╭─ Records to process

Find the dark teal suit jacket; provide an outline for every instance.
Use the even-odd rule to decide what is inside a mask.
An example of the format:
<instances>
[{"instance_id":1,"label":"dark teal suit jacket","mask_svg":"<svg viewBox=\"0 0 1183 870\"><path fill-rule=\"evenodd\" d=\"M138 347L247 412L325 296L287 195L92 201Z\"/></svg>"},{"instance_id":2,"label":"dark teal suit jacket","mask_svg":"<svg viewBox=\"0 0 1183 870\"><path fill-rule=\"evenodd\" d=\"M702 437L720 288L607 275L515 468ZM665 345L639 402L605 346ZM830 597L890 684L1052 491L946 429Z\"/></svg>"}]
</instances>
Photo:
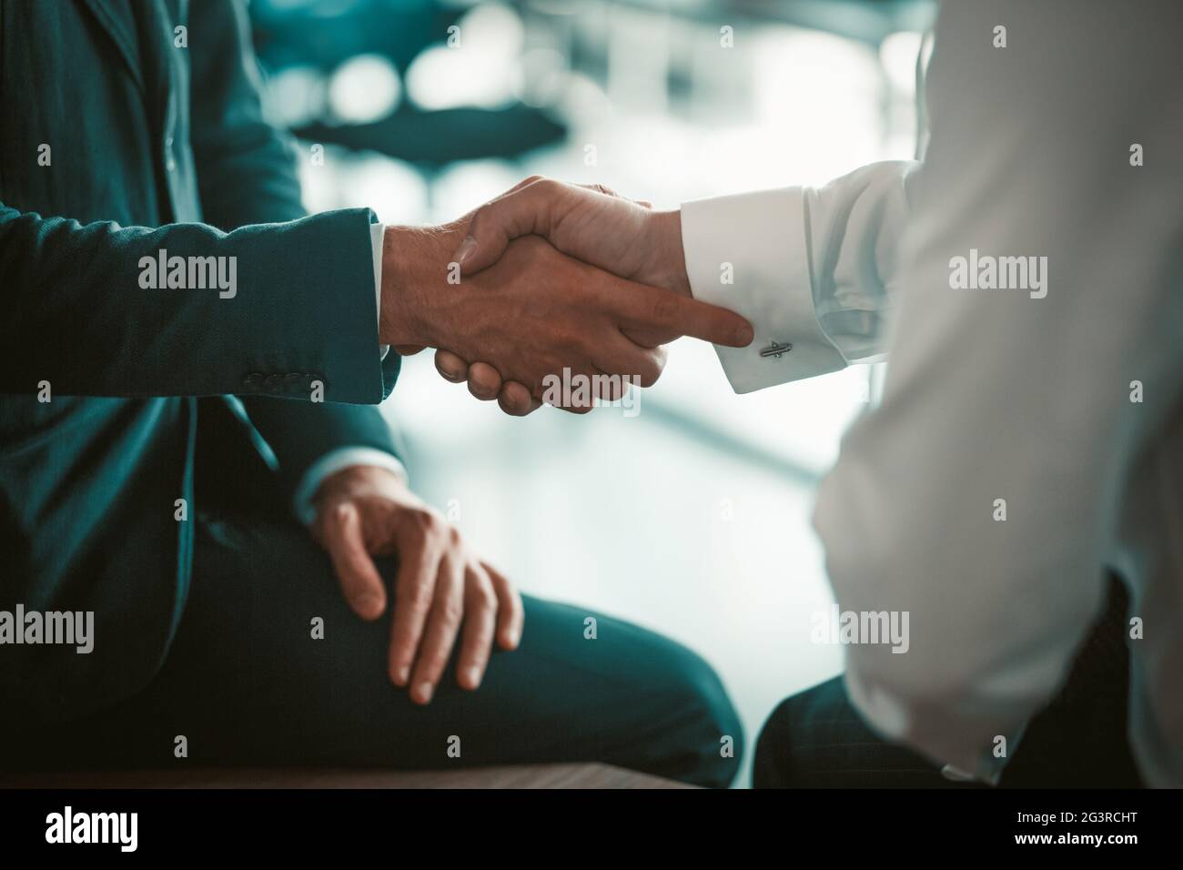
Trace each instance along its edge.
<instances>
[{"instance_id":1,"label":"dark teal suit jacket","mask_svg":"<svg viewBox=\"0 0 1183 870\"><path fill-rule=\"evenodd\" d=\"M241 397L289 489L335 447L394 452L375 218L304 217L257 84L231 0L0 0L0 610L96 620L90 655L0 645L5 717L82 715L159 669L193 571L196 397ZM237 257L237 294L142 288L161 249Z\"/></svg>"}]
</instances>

╰─
╭─ Records to process

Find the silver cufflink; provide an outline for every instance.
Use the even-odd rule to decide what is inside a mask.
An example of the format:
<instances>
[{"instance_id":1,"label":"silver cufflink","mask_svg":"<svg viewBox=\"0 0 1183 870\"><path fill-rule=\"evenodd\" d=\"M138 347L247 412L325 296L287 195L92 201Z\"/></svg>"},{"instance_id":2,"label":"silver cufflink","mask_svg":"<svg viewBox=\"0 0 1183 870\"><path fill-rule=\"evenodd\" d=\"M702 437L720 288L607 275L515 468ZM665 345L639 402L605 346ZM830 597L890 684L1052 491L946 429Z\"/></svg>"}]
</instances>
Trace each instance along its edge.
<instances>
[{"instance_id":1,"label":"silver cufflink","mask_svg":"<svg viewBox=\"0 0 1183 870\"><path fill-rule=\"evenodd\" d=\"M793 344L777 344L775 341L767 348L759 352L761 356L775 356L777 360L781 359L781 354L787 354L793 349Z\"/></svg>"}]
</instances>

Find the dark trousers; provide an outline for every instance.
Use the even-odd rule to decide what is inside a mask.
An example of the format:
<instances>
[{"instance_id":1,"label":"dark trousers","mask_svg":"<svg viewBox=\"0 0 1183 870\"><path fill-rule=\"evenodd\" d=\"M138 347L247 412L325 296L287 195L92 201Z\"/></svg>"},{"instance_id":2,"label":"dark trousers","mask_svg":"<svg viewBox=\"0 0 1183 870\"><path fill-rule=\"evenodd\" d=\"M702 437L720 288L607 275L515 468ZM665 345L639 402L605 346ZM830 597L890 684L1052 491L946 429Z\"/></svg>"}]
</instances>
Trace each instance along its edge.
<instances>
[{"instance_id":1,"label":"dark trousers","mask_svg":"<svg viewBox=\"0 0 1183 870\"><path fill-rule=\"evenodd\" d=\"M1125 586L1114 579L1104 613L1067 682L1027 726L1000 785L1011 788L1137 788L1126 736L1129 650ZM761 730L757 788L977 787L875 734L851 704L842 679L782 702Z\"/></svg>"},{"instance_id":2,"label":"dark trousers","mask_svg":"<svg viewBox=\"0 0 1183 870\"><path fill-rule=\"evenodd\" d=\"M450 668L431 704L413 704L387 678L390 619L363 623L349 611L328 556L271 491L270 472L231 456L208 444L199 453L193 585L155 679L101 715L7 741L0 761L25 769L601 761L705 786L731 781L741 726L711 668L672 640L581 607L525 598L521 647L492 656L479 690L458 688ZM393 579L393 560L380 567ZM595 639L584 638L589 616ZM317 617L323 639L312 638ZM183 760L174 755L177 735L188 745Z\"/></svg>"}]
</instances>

╰─
╭─ Records to process

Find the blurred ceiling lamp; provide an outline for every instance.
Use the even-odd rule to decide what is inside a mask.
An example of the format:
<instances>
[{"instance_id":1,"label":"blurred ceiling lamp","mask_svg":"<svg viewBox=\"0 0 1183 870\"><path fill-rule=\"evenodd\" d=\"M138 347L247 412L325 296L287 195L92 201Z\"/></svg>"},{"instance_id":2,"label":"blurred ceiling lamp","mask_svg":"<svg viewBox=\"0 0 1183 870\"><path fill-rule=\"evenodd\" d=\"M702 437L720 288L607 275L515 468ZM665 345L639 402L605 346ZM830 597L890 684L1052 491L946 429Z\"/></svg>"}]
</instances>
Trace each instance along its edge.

╰─

## What is being asked
Extract each line of the listing above that contains the word "blurred".

## Worked solution
Find the blurred ceiling lamp; provide an outline for every instance.
[{"instance_id":1,"label":"blurred ceiling lamp","mask_svg":"<svg viewBox=\"0 0 1183 870\"><path fill-rule=\"evenodd\" d=\"M138 347L247 412L325 296L287 195L92 201Z\"/></svg>"},{"instance_id":2,"label":"blurred ceiling lamp","mask_svg":"<svg viewBox=\"0 0 1183 870\"><path fill-rule=\"evenodd\" d=\"M702 437L720 288L607 275L515 468ZM665 345L639 402L605 346ZM830 597L890 684L1052 491L946 429Z\"/></svg>"}]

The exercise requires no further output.